Problem requirements: Copy the data below, replacing every "trial run" with "practice round" and leaving everything else unchanged. Omit the pictures from the copy.

———

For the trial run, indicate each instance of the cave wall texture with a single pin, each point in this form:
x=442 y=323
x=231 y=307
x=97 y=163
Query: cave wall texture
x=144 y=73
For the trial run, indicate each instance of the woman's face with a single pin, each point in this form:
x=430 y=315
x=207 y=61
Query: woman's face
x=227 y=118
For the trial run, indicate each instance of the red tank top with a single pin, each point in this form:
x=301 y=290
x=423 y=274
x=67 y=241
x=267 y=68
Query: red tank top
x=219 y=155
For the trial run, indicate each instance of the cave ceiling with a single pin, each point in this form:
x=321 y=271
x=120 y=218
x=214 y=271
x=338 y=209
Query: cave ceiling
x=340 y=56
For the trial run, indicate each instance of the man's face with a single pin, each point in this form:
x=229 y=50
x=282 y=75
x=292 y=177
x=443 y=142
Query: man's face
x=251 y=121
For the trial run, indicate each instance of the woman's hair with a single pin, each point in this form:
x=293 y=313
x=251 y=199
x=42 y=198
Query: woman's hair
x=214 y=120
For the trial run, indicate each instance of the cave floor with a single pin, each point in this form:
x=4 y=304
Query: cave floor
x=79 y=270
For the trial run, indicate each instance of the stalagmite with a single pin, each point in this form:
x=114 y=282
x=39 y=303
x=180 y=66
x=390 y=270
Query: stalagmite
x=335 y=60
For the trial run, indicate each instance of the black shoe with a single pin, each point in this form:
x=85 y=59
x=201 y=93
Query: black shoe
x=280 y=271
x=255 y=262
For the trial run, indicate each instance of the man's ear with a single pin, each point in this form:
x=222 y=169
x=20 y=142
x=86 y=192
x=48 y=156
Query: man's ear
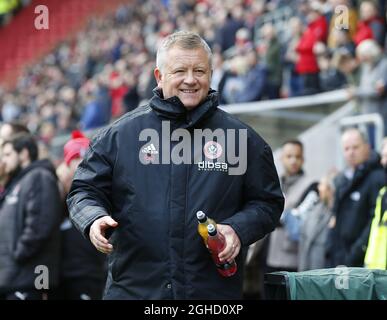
x=24 y=156
x=158 y=76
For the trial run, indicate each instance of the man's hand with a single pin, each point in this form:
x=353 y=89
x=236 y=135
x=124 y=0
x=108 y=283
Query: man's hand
x=97 y=233
x=233 y=244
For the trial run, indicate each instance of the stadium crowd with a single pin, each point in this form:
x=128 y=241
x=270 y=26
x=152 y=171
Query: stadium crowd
x=107 y=70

———

Answer to this task:
For the practice round, indicate each instance of the cave wall texture with a single pin, each point in this form:
x=442 y=323
x=231 y=307
x=97 y=163
Query: cave wall texture
x=144 y=73
For the practice round, indicate each instance of the woman's face with a single pin, each point in this form:
x=430 y=315
x=207 y=61
Query: woman's face
x=227 y=118
For the practice round, indicate each instance of the red tank top with a single pin, each point in this form:
x=301 y=290
x=423 y=274
x=67 y=241
x=267 y=68
Query: red tank top
x=219 y=155
For the practice round, indicate each instance of the cave ceiling with a single pin, each point in this form:
x=321 y=271
x=120 y=218
x=214 y=271
x=338 y=209
Query: cave ceiling
x=340 y=56
For the practice round, indicate each instance of the man's face with a single pin, each point in this form:
x=229 y=50
x=282 y=75
x=292 y=177
x=443 y=142
Query: man's face
x=251 y=121
For the practice round, indicate each instance of the woman's hair with a single pin, each point in this form:
x=293 y=313
x=251 y=199
x=42 y=198
Query: woman's hair
x=214 y=120
For the practice round, indicate each instance of the cave floor with a single pin, each point in this form:
x=4 y=304
Query: cave floor
x=79 y=270
For the practice round, indicate each instance of the stalagmite with a single pin, each point in this form:
x=114 y=282
x=39 y=303
x=180 y=66
x=390 y=270
Query: stalagmite
x=335 y=60
For the practice round, indicate each instance of the black shoe with a single pin, each point in this form:
x=85 y=59
x=201 y=93
Query: black shoe
x=280 y=271
x=255 y=262
For the practice round, indicate each instance of the man's ear with a single pin, each point in this form:
x=222 y=169
x=20 y=142
x=86 y=192
x=48 y=156
Query: man's ear
x=24 y=156
x=158 y=76
For the practice round, indicate each instance of the man's hand with a single pin, each point in this form:
x=353 y=89
x=236 y=135
x=124 y=0
x=108 y=283
Query: man's hand
x=97 y=233
x=233 y=244
For the practice round, indicate each instance of the stadium crowd with a single pin, each point in this form:
x=128 y=241
x=270 y=26
x=152 y=171
Query: stadium crowd
x=107 y=70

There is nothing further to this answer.